**** Dataset excerpts
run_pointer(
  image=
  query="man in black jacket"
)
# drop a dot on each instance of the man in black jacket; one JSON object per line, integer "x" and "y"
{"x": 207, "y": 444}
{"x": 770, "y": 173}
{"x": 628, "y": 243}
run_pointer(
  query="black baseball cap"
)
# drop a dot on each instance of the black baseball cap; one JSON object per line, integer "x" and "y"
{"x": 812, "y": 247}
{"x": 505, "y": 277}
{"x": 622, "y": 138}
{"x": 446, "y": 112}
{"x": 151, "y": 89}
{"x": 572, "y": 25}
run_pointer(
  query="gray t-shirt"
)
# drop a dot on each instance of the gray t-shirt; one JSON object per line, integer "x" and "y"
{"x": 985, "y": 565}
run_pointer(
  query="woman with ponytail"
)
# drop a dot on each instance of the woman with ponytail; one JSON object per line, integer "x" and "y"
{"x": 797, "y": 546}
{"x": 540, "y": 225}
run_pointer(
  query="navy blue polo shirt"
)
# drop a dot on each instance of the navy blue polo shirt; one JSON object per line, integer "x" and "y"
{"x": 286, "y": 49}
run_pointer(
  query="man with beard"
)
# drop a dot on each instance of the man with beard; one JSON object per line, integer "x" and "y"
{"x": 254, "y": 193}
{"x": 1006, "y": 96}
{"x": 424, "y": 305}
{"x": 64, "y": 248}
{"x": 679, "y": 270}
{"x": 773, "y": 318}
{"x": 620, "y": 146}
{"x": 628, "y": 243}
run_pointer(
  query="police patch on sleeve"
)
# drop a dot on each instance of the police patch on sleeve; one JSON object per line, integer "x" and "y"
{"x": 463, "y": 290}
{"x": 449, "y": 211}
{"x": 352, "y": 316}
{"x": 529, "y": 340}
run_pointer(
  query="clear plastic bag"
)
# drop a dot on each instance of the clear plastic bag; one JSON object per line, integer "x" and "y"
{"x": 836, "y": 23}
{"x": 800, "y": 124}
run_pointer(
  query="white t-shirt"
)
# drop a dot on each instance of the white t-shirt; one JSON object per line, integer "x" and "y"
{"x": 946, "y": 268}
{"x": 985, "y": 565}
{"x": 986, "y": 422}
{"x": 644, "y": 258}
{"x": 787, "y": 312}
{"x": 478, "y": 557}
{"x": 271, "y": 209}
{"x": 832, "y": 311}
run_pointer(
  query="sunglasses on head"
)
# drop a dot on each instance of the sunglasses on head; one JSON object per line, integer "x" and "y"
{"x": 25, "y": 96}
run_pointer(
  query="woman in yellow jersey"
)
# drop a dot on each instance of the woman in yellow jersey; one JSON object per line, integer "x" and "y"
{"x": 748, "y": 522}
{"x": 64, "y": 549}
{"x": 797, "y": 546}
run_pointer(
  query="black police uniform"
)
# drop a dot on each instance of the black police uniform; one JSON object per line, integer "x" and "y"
********
Set exercise: Type out all of the material again, word for word.

Result of the exercise:
run_pointer(
  image=
  query="man in black jacket"
)
# drop a dot on each instance of the man in black jacket; one JSON object per line, integer "x" and "y"
{"x": 207, "y": 444}
{"x": 770, "y": 173}
{"x": 628, "y": 243}
run_pointer(
  query="black baseball cap"
)
# drop a dot on each instance of the black baseball cap; one JSON object per line, integer "x" and "y"
{"x": 812, "y": 247}
{"x": 505, "y": 277}
{"x": 622, "y": 138}
{"x": 446, "y": 112}
{"x": 151, "y": 89}
{"x": 572, "y": 25}
run_pointer(
  query="gray t-shirt"
)
# drop a dot on each instance of the gray t-shirt; one JSON object per line, integer "x" and "y"
{"x": 985, "y": 565}
run_pointer(
  query="woman with ponytail"
)
# drop a dot on each instance of the woman with ponytail; one JSON object per line, integer "x" and "y"
{"x": 797, "y": 546}
{"x": 540, "y": 225}
run_pointer(
  query="navy blue polo shirt"
)
# drop a dot on each instance of the navy blue polo shirt; one JSON object per line, integer "x" and "y"
{"x": 286, "y": 49}
run_pointer(
  query="man with beard"
)
# drop a dot on each instance of the man with beard; one JSON object per line, integer "x" and "y"
{"x": 254, "y": 193}
{"x": 1006, "y": 96}
{"x": 424, "y": 305}
{"x": 64, "y": 248}
{"x": 679, "y": 270}
{"x": 773, "y": 318}
{"x": 620, "y": 146}
{"x": 628, "y": 243}
run_pointer(
  query="police patch on sleeve"
)
# drop a dot on each instance of the police patch on sleeve; one JSON object per line, integer "x" and "y"
{"x": 463, "y": 290}
{"x": 449, "y": 211}
{"x": 352, "y": 316}
{"x": 529, "y": 340}
run_pointer(
  query="clear plastic bag"
)
# drop a dot on each instance of the clear plastic bag; one JSON object per line, integer "x" and "y"
{"x": 836, "y": 23}
{"x": 800, "y": 124}
run_pointer(
  query="white t-shirt"
)
# drop a dot on each instance of the white t-shirt; one JSON object per line, integer "x" and "y"
{"x": 946, "y": 268}
{"x": 985, "y": 565}
{"x": 986, "y": 422}
{"x": 644, "y": 258}
{"x": 787, "y": 312}
{"x": 478, "y": 557}
{"x": 271, "y": 209}
{"x": 832, "y": 311}
run_pointer(
  query="sunglasses on head"
)
# drop a dot on each instance of the sunglasses on head; one JSON object per line, integer "x" and "y"
{"x": 25, "y": 96}
run_pointer(
  query="woman in yellow jersey"
)
# drop a dot on each instance of the woman in yellow jersey; one JSON object per line, integer "x" and "y"
{"x": 748, "y": 522}
{"x": 64, "y": 549}
{"x": 797, "y": 546}
run_pointer(
  query="black police uniform"
)
# drop a dot on each instance of the black police uniform; one JSON object per line, integer "x" and "y"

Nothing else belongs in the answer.